(begin)
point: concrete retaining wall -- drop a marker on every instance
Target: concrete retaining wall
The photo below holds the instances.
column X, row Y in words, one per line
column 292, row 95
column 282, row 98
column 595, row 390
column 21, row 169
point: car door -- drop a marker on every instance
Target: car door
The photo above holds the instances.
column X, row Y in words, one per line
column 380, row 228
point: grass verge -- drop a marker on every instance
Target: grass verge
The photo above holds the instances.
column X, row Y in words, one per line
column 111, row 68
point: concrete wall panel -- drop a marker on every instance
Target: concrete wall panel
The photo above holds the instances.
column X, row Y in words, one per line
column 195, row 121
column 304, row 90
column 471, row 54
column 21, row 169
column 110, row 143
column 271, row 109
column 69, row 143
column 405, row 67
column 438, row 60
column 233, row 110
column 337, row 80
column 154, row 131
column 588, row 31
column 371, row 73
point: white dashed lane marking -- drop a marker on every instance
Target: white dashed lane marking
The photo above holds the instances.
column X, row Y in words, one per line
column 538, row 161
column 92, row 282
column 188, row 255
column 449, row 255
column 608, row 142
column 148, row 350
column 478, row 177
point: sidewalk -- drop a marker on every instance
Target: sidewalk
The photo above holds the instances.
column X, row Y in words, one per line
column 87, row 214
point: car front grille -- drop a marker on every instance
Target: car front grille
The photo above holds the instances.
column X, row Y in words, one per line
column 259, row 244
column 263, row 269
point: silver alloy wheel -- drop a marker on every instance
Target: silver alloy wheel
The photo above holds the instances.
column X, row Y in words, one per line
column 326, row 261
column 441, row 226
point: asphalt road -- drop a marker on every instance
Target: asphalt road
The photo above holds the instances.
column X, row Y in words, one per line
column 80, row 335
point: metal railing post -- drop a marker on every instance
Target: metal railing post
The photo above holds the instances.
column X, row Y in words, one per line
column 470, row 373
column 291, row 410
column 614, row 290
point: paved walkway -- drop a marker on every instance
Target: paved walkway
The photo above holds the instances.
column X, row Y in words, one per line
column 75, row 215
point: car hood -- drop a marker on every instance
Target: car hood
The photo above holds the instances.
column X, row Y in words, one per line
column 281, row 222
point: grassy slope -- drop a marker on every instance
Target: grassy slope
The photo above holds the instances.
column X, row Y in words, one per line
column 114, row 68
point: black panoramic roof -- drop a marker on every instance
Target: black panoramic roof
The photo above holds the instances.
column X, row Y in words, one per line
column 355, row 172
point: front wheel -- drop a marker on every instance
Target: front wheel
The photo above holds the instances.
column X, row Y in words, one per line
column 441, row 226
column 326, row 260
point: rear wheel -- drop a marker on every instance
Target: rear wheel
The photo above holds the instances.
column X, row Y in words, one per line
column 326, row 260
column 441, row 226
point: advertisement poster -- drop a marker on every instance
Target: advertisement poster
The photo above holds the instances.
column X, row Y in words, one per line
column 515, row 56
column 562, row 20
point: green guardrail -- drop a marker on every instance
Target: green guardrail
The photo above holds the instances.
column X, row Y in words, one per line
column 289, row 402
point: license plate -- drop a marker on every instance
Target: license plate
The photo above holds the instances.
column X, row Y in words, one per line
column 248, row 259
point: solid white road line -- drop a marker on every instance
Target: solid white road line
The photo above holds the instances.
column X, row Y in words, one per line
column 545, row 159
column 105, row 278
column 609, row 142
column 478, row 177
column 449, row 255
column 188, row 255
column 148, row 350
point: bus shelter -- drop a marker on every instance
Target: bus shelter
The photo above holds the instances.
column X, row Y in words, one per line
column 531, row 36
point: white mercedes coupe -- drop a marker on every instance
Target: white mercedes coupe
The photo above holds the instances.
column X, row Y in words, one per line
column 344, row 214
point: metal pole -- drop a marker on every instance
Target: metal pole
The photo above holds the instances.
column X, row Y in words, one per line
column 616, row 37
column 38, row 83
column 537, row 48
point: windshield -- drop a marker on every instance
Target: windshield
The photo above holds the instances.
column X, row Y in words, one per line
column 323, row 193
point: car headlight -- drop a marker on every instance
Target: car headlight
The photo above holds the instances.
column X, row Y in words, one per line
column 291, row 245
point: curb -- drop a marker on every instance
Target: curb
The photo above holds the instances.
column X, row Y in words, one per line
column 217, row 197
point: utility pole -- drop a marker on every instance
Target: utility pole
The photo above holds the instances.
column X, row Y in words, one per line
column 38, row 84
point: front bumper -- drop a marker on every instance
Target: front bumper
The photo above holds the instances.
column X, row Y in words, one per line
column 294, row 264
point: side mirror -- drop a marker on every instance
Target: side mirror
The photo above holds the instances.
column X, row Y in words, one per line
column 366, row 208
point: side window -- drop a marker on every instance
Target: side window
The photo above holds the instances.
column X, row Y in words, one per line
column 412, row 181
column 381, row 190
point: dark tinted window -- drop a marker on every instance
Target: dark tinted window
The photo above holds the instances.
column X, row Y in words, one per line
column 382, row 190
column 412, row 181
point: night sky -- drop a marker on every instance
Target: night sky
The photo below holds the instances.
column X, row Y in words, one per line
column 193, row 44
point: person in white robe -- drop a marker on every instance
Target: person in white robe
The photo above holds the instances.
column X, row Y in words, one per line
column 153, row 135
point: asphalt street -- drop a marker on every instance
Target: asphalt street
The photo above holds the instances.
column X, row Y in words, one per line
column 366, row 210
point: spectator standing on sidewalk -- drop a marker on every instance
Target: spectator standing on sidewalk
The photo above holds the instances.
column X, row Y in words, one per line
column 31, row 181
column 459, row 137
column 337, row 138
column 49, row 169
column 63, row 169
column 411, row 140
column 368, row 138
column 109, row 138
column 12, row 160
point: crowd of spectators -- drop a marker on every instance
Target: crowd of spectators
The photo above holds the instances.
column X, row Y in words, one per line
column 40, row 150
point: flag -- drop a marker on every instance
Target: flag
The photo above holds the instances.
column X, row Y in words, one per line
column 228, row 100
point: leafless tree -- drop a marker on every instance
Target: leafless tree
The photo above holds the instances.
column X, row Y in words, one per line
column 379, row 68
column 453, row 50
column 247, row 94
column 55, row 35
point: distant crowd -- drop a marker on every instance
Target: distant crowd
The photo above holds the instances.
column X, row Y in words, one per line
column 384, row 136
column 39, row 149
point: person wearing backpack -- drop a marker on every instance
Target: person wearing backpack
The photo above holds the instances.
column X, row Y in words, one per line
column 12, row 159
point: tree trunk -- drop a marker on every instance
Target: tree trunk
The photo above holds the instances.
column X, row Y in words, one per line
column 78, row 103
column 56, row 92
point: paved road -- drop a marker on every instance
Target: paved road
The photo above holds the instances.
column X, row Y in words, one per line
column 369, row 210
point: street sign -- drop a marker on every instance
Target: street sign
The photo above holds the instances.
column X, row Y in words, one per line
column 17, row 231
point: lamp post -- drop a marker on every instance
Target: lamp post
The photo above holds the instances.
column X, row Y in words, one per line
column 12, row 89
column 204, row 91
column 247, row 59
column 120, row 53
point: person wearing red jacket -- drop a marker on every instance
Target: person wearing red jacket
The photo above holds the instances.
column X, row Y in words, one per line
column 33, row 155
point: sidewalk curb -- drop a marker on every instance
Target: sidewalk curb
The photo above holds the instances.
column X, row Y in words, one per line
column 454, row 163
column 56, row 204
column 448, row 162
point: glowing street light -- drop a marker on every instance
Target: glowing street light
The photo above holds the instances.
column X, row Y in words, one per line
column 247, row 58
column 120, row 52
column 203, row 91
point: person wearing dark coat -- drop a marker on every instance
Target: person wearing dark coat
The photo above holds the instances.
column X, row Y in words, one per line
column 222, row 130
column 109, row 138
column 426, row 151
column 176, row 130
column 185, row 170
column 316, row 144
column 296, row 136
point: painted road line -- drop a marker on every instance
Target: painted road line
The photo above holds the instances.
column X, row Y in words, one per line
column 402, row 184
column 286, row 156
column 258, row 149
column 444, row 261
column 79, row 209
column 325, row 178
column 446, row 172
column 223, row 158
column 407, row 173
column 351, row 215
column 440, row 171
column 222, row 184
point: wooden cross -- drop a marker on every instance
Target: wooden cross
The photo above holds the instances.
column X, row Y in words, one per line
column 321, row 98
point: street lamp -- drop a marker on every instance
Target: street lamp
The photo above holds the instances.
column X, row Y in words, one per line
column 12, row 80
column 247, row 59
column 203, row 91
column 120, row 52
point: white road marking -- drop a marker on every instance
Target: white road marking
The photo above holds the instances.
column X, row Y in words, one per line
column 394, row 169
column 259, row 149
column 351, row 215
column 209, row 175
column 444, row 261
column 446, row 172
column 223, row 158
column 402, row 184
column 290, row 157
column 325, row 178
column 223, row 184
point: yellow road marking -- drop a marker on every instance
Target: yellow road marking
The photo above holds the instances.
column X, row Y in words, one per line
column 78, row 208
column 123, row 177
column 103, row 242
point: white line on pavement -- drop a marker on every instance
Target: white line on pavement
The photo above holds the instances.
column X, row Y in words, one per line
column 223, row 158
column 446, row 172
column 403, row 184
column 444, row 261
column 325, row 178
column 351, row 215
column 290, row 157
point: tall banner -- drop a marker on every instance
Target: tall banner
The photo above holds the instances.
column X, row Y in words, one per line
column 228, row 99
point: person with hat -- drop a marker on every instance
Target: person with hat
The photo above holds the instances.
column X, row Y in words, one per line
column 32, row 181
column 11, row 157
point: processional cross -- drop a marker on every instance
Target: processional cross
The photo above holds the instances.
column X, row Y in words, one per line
(end)
**GIVEN TASK**.
Starting at the line that contains "point: solid white" and ending at the line that contains "column 381, row 190", output those lines of the entries as a JSON list of strings, one string per line, with blank lines left out.

**EXERCISE RESPONSE**.
[
  "point: solid white road line -- drop a marker on every instance",
  "Target: solid white road line",
  "The photo above holds the instances.",
  "column X, row Y in words, one per line",
  "column 545, row 159",
  "column 105, row 278",
  "column 609, row 142",
  "column 478, row 177",
  "column 449, row 255",
  "column 188, row 255",
  "column 148, row 350",
  "point: bus shelter -- drop a marker on every instance",
  "Target: bus shelter",
  "The photo above holds the instances.",
  "column X, row Y in words, one per line",
  "column 531, row 36",
  "point: white mercedes coupe -- drop a marker on every instance",
  "Target: white mercedes coupe",
  "The photo above holds the instances.",
  "column X, row Y in words, one per line",
  "column 344, row 214",
  "point: metal pole -- drop a marker on every instance",
  "Target: metal pole",
  "The photo above holds the instances.",
  "column X, row Y in words, one per line",
  "column 616, row 37",
  "column 38, row 83",
  "column 537, row 48",
  "point: windshield -- drop a marker on every instance",
  "Target: windshield",
  "The photo above holds the instances.",
  "column X, row Y in words, one per line",
  "column 323, row 193",
  "point: car headlight -- drop a marker on every instance",
  "Target: car headlight",
  "The photo above holds the instances.",
  "column X, row Y in words, one per line",
  "column 291, row 245",
  "point: curb -- drop a marker on every instance",
  "Target: curb",
  "The photo above holds the instances.",
  "column X, row Y in words, one per line",
  "column 217, row 197",
  "point: utility pole -- drop a marker on every instance",
  "Target: utility pole",
  "The photo above holds the instances.",
  "column X, row Y in words, one per line",
  "column 38, row 84",
  "point: front bumper -- drop a marker on every instance",
  "Target: front bumper",
  "The photo above holds the instances.",
  "column X, row Y in words, one per line",
  "column 294, row 264",
  "point: side mirror -- drop a marker on every instance",
  "Target: side mirror",
  "The photo above holds the instances.",
  "column X, row Y in words, one per line",
  "column 366, row 208",
  "point: side window -- drop a marker on every instance",
  "Target: side window",
  "The photo above holds the instances.",
  "column X, row Y in words, one per line",
  "column 412, row 181",
  "column 381, row 190"
]